Exercise instructions →
1. Copy out the keyboard emulator description word for word, from beginning to end.
2. Reproduce the rows exactly, everything from their start down to the line containing "rough mask: <svg", with both ends included. Leave the pictures out of your answer.
=== Passage provided ===
This unit will emulate an IBM compatible AT keyboard. It will receive data via a RS-232 port and transmit using a standard 5 pin DIN connector. The PIC16F84 micro controller, will translate between the ASCII values received from the RS-232 and the keyboard scan codes expected from a standard keyboard.
The user will be able to use one keyboard at the transmitting station to send
information to both the transmitting and receiving PCs.
The emulator is designed to function exactly like a PC keyboard. The main difference being extended keys. Many of the extended keys such as the function keys, do not transmit ASCII data. That is the ASCII codes sent are often the same as those sent by other keys. For this reason alternate keys have been used.
The emulator will interpret CTRL characters as many of these keys. Instead of using function keys 1 through 10 the user will use CTRLk-A, CTRL-B, CTRL-C etc. CTRL-Z has been programmed to act as CTRL-ALT-DEL. This way the user still has the majority of the functions of the standard keyboard.
The MAX232 chip converts the RS-232 signal coming from the COM port of the transmitting system into recognizable logic levels. This is required because of the definition of logic levels used in the protocol. RS-232 states that a logic level of zero may be represented by a voltage level between -25V and -3V, and a logic level of one can be between +3V and +25V. This leaves an undefined region between -3V to +3V.
=== Data supplied ===
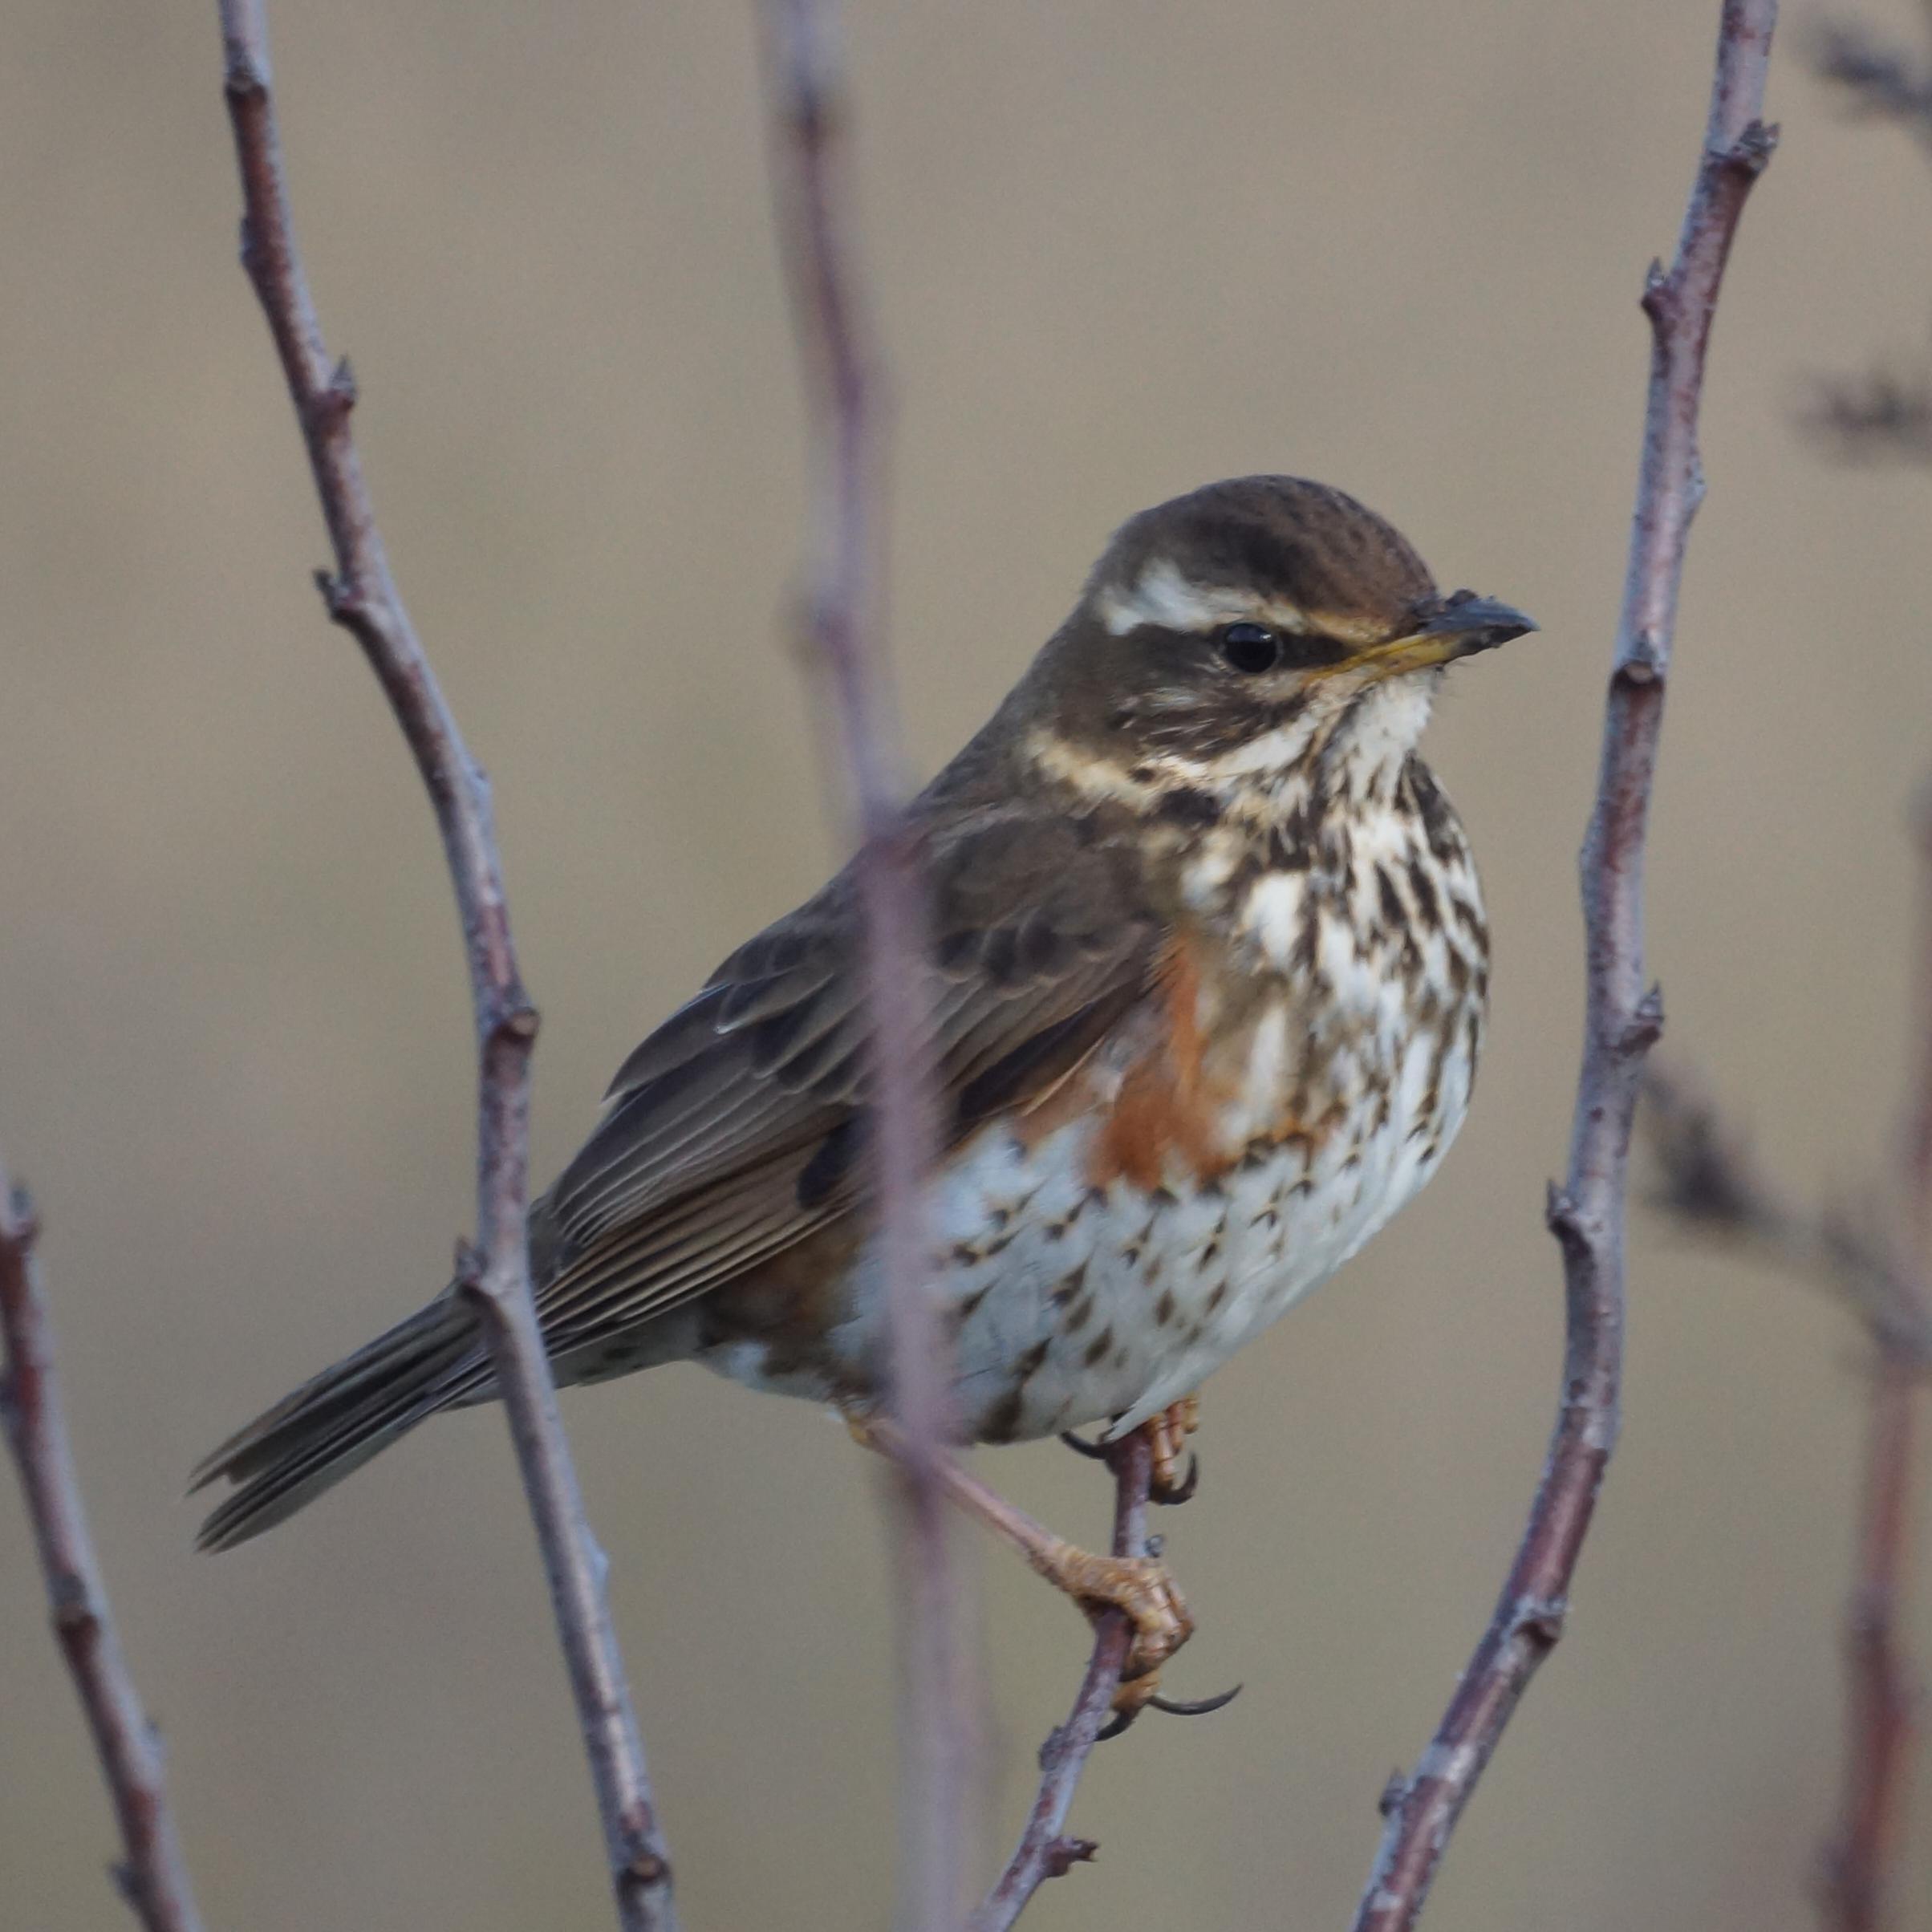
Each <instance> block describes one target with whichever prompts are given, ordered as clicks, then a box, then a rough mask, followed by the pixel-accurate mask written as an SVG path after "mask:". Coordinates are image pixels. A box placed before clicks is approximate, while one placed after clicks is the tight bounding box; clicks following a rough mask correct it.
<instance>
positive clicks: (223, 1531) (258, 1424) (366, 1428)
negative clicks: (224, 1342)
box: [189, 1294, 491, 1549]
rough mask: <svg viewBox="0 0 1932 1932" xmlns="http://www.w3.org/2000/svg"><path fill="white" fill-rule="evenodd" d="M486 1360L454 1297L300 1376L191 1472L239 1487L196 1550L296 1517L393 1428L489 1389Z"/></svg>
mask: <svg viewBox="0 0 1932 1932" xmlns="http://www.w3.org/2000/svg"><path fill="white" fill-rule="evenodd" d="M489 1374H491V1372H489V1362H487V1360H485V1356H483V1349H481V1345H479V1341H477V1331H475V1321H473V1318H471V1316H469V1312H468V1308H464V1306H462V1302H460V1300H458V1298H456V1296H454V1294H440V1296H437V1300H433V1302H431V1304H429V1306H427V1308H423V1310H419V1312H417V1314H413V1316H410V1318H408V1320H406V1321H398V1323H396V1327H392V1329H390V1331H388V1333H386V1335H379V1337H377V1339H375V1341H373V1343H369V1345H367V1347H363V1349H357V1350H355V1352H354V1354H352V1356H346V1358H344V1360H340V1362H336V1366H334V1368H327V1370H323V1374H321V1376H317V1378H315V1379H313V1381H305V1383H303V1385H301V1387H299V1389H296V1393H294V1395H288V1397H284V1399H282V1401H280V1403H276V1405H274V1408H269V1410H267V1412H265V1414H261V1416H257V1418H255V1420H253V1422H251V1424H247V1428H243V1430H240V1432H236V1434H234V1435H230V1437H228V1441H224V1443H222V1445H220V1447H218V1449H216V1451H214V1453H213V1455H209V1457H207V1459H205V1461H203V1463H201V1464H199V1466H197V1468H195V1472H193V1476H191V1478H189V1488H191V1490H201V1488H205V1486H207V1484H211V1482H214V1480H218V1478H228V1480H230V1482H234V1484H236V1486H238V1488H236V1490H234V1493H232V1495H228V1497H224V1499H222V1501H220V1503H218V1505H216V1507H214V1509H213V1511H211V1515H209V1519H207V1522H203V1524H201V1534H199V1538H197V1548H201V1549H232V1548H234V1546H236V1544H245V1542H247V1540H249V1538H251V1536H259V1534H261V1532H263V1530H267V1528H270V1526H272V1524H276V1522H280V1520H282V1519H284V1517H292V1515H294V1513H296V1511H298V1509H301V1507H303V1505H305V1503H309V1501H313V1499H315V1497H317V1495H321V1493H323V1490H328V1488H332V1486H334V1484H338V1482H340V1480H342V1478H344V1476H348V1474H350V1472H352V1470H357V1468H361V1464H363V1463H367V1461H369V1459H371V1457H373V1455H377V1453H381V1451H383V1449H386V1447H388V1445H390V1443H392V1441H396V1437H398V1435H404V1434H408V1432H410V1430H413V1428H415V1424H417V1422H423V1420H425V1418H427V1416H433V1414H435V1412H437V1410H439V1408H448V1406H450V1405H452V1403H462V1401H475V1399H477V1397H479V1395H481V1393H485V1389H483V1385H485V1383H487V1381H489Z"/></svg>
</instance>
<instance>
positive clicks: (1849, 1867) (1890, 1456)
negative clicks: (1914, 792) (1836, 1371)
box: [1644, 895, 1932, 1932]
mask: <svg viewBox="0 0 1932 1932" xmlns="http://www.w3.org/2000/svg"><path fill="white" fill-rule="evenodd" d="M1928 900H1932V895H1928ZM1928 925H1932V922H1928ZM1926 937H1928V943H1932V931H1928V935H1926ZM1928 964H1932V952H1928ZM1928 980H1932V972H1928ZM1928 1043H1932V1030H1928ZM1922 1078H1924V1086H1922V1092H1920V1099H1918V1103H1917V1107H1915V1124H1913V1132H1911V1150H1913V1151H1911V1155H1909V1159H1907V1177H1909V1182H1911V1196H1913V1208H1915V1217H1917V1219H1918V1225H1920V1235H1922V1233H1924V1227H1926V1223H1928V1219H1932V1192H1928V1190H1926V1157H1924V1153H1922V1151H1920V1150H1922V1148H1924V1146H1926V1130H1928V1122H1932V1065H1928V1066H1926V1070H1924V1076H1922ZM1644 1099H1646V1109H1644V1121H1646V1126H1648V1132H1650V1142H1652V1146H1654V1150H1656V1161H1658V1171H1660V1175H1662V1188H1660V1192H1658V1206H1662V1208H1663V1209H1665V1211H1667V1213H1671V1215H1673V1217H1675V1219H1677V1221H1681V1223H1683V1225H1687V1227H1692V1229H1696V1231H1698V1233H1702V1235H1708V1236H1712V1238H1718V1240H1721V1242H1725V1244H1729V1246H1733V1248H1739V1250H1741V1252H1745V1254H1752V1256H1756V1258H1762V1260H1772V1262H1776V1264H1779V1265H1783V1267H1789V1269H1795V1271H1797V1273H1803V1275H1806V1277H1810V1279H1814V1281H1818V1283H1822V1285H1824V1287H1828V1289H1830V1291H1832V1293H1833V1296H1835V1298H1837V1300H1841V1302H1843V1304H1845V1306H1847V1308H1849V1310H1851V1312H1853V1314H1855V1316H1857V1318H1859V1321H1861V1323H1862V1327H1864V1331H1866V1335H1868V1337H1870V1343H1872V1354H1874V1362H1872V1385H1870V1408H1868V1416H1866V1439H1864V1463H1862V1472H1861V1478H1859V1486H1861V1509H1859V1515H1861V1524H1859V1546H1857V1575H1855V1580H1853V1590H1851V1602H1849V1605H1847V1611H1845V1706H1847V1725H1845V1729H1847V1741H1845V1774H1843V1781H1841V1793H1839V1818H1837V1826H1835V1830H1833V1835H1832V1843H1830V1845H1828V1847H1826V1857H1824V1878H1822V1886H1820V1893H1822V1907H1824V1913H1822V1917H1824V1924H1826V1928H1828V1932H1882V1928H1884V1926H1886V1924H1889V1913H1888V1889H1889V1886H1888V1880H1889V1864H1891V1857H1893V1851H1895V1839H1897V1824H1899V1820H1901V1818H1903V1810H1905V1777H1907V1770H1909V1760H1911V1741H1913V1739H1911V1733H1913V1712H1915V1704H1917V1689H1915V1685H1913V1673H1911V1669H1909V1665H1907V1662H1905V1656H1903V1650H1901V1644H1899V1605H1901V1602H1903V1598H1905V1590H1907V1580H1909V1575H1911V1538H1909V1530H1911V1486H1913V1464H1915V1459H1917V1432H1918V1416H1917V1408H1918V1401H1920V1395H1922V1385H1924V1379H1926V1374H1928V1370H1932V1294H1928V1293H1926V1287H1924V1275H1922V1273H1918V1271H1915V1267H1913V1264H1911V1262H1905V1260H1901V1258H1897V1256H1895V1254H1893V1252H1891V1248H1893V1244H1891V1242H1888V1240H1884V1238H1882V1236H1880V1235H1872V1233H1862V1231H1857V1229H1855V1227H1853V1223H1851V1219H1849V1217H1845V1215H1841V1213H1808V1211H1806V1209H1803V1208H1801V1206H1797V1204H1795V1202H1793V1200H1791V1198H1789V1196H1785V1194H1783V1192H1781V1190H1777V1188H1776V1186H1774V1184H1772V1182H1770V1180H1768V1179H1766V1177H1764V1175H1762V1173H1760V1171H1758V1169H1756V1165H1754V1163H1752V1161H1750V1155H1748V1153H1747V1150H1745V1148H1743V1144H1741V1140H1739V1138H1737V1136H1735V1134H1733V1132H1729V1130H1727V1128H1725V1126H1723V1124H1721V1122H1719V1119H1718V1111H1716V1107H1714V1105H1712V1103H1710V1101H1708V1099H1706V1097H1704V1095H1700V1094H1696V1092H1694V1090H1692V1088H1690V1086H1689V1084H1687V1082H1683V1080H1681V1078H1665V1076H1662V1074H1652V1076H1650V1078H1648V1080H1646V1084H1644ZM1924 1252H1926V1248H1924V1246H1920V1254H1924Z"/></svg>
===
Answers for the tasks →
1.
This unit will emulate an IBM compatible AT keyboard. It will receive data via a RS-232 port and transmit using a standard 5 pin DIN connector. The PIC16F84 micro controller, will translate between the ASCII values received from the RS-232 and the keyboard scan codes expected from a standard keyboard.
The user will be able to use one keyboard at the transmitting station to send
information to both the transmitting and receiving PCs.
The emulator is designed to function exactly like a PC keyboard. The main difference being extended keys. Many of the extended keys such as the function keys, do not transmit ASCII data. That is the ASCII codes sent are often the same as those sent by other keys. For this reason alternate keys have been used.
The emulator will interpret CTRL characters as many of these keys. Instead of using function keys 1 through 10 the user will use CTRLk-A, CTRL-B, CTRL-C etc. CTRL-Z has been programmed to act as CTRL-ALT-DEL. This way the user still has the majority of the functions of the standard keyboard.
The MAX232 chip converts the RS-232 signal coming from the COM port of the transmitting system into recognizable logic levels. This is required because of the definition of logic levels used in the protocol. RS-232 states that a logic level of zero may be represented by a voltage level between -25V and -3V, and a logic level of one can be between +3V and +25V. This leaves an undefined region between -3V to +3V.

2.
Each <instance> block describes one target with whichever prompts are given, ordered as clicks, then a box, then a rough mask, followed by the pixel-accurate mask written as an SVG path after "mask:". Coordinates are image pixels. A box placed before clicks is approximate, while one placed after clicks is the tight bounding box; clicks following a rough mask correct it.
<instance>
positive clicks: (223, 1531) (258, 1424) (366, 1428)
negative clicks: (224, 1342)
box: [189, 1294, 491, 1549]
rough mask: <svg viewBox="0 0 1932 1932" xmlns="http://www.w3.org/2000/svg"><path fill="white" fill-rule="evenodd" d="M486 1360L454 1297L300 1376L191 1472L239 1487L196 1550L296 1517L393 1428L489 1389Z"/></svg>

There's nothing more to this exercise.